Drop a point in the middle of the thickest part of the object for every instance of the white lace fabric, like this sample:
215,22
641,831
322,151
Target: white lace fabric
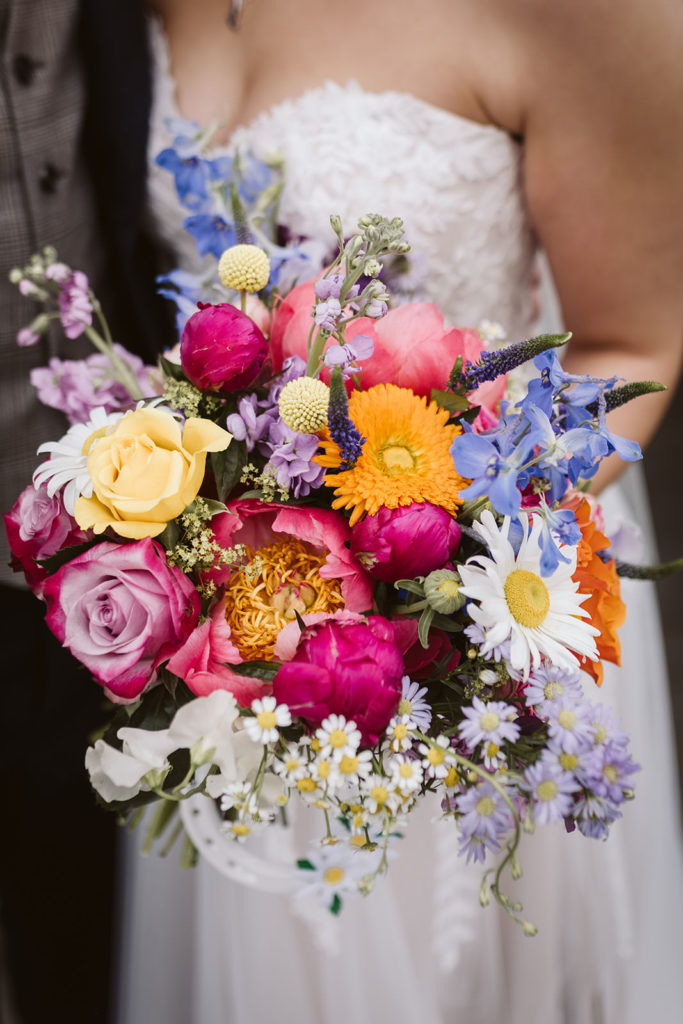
456,183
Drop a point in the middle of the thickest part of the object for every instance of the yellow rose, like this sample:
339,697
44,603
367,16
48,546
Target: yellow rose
144,472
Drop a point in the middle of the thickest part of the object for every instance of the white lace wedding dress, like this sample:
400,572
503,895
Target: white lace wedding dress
200,949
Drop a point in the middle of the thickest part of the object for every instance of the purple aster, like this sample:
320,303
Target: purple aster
569,726
484,820
489,722
75,305
552,791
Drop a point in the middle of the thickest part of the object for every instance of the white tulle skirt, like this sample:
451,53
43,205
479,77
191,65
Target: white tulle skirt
200,949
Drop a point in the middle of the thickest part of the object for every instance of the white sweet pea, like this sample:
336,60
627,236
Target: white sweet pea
121,774
205,727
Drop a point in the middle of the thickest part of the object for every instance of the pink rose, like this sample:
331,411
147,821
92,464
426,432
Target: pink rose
37,526
204,660
121,610
413,348
221,348
402,543
344,668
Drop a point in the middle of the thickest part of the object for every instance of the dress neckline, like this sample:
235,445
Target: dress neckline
327,87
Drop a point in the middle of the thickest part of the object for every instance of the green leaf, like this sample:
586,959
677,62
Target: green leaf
226,467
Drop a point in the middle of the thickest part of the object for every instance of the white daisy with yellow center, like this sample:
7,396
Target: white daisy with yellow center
539,615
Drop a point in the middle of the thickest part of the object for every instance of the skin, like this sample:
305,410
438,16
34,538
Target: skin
594,90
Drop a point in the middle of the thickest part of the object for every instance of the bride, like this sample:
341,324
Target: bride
491,128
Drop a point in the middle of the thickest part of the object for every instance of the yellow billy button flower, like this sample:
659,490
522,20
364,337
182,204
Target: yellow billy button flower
245,268
303,404
144,471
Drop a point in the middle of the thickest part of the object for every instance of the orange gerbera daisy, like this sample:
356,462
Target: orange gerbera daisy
600,582
406,455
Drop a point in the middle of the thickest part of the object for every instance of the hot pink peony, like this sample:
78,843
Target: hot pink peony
122,611
205,658
413,348
402,543
221,348
37,526
344,668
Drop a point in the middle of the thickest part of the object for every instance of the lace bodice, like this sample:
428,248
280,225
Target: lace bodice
456,183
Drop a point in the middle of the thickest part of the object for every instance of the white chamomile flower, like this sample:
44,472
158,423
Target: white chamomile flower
398,733
337,737
292,765
268,715
380,795
406,774
68,466
541,615
436,757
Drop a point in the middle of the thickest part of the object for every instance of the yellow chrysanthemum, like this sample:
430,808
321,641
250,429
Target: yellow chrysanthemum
406,455
246,268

..............................

> TASK GOAL:
Copy out every line of the data above without changing a word, but leave out the pictures.

> PROBLEM SOLUTION:
Drop a point in the middle of the thickest part of the object for every instance of the white lace fabric, like this sample:
215,22
641,831
322,151
Target: white lace fabric
456,183
Drop a point in the middle of the thickest part of the object for every instance of the yellow rose, like this sample:
339,697
44,603
367,16
48,546
Target: yellow rose
144,472
Drop a point in the middle of the thickest part of the object for every instance of the white lace wedding dress, like this sample:
400,572
503,895
Target: white lace wedding dress
200,949
Drop a point in the middle of the thickest part of the object for every instance of the purple aster, like this sample:
320,303
Target: purple aster
569,726
484,820
489,722
75,305
552,791
Drop a point in the middle of the thickest part of the object for every instance of the white tulle skirt, like this sample:
451,53
43,205
479,77
191,65
Target: white tulle skirt
200,949
Drop a point in the middle of the thickest part of the object for every instance of the white sweet pea, like this sample:
336,60
627,236
Target: white sweet pea
121,774
205,727
Drop a point in the middle of the thickest part of the object for every instance of the pink rose, like this sample:
331,411
147,821
92,464
426,432
Target: pink rose
37,526
204,660
121,610
413,348
221,348
402,543
344,668
Drop a point in the middle of the thickest part of the object for every instance of the dress neckline, like this sample:
235,445
Target: dress neckline
327,87
Drop a point in the middle of the thickest part of the object for every instance of the green leaf, like this sample:
586,959
677,62
Target: green leaf
226,467
Drop a point in the middle of the thickest part of the object for every instance of the white daisy with yellow center, like this sample:
7,396
Target: white daisy with yellow center
539,615
Drop a point in the middle of the thickest part of the object for every instance of the skin, like this sample:
305,410
438,16
34,538
Target: skin
594,90
Drop a point in the middle of the thickest part of the object for every instance of the bride, like this sample:
341,324
Target: bride
491,128
Drop a point in the middle of the thickest part of the object for every instance of the yellow billy button flower, like this sample:
659,490
522,20
364,337
182,204
Target: yellow billy button flower
245,268
303,404
144,471
Drop a point in the middle of the thickest part of the object for every instance of the orange gerbera daisy, like this sample:
356,462
Target: orange gerbera daisy
600,582
406,455
Drop a point in the middle of the thickest part of the object for every instance of the hot pink peony, like this sample:
78,843
Target: hot pink peony
122,611
205,658
413,348
402,543
221,348
37,526
344,668
Drop a point in the middle of the thickest part of the object for every instance of the lace bodice, like this sample:
428,248
280,225
Target: lace bodice
456,183
Drop a point in the middle of the thickest part of the object for every instance of the white chamomile flower, like this sample:
44,472
158,423
Target: white chamomile flower
398,733
337,737
292,765
268,715
380,795
406,774
68,466
541,615
436,757
Drop a point in the middle of the thickest part of the object for every instance of the yellow chrysanthemum, like this sample:
430,808
321,641
250,429
Target: yellow chrysanthemum
406,455
246,268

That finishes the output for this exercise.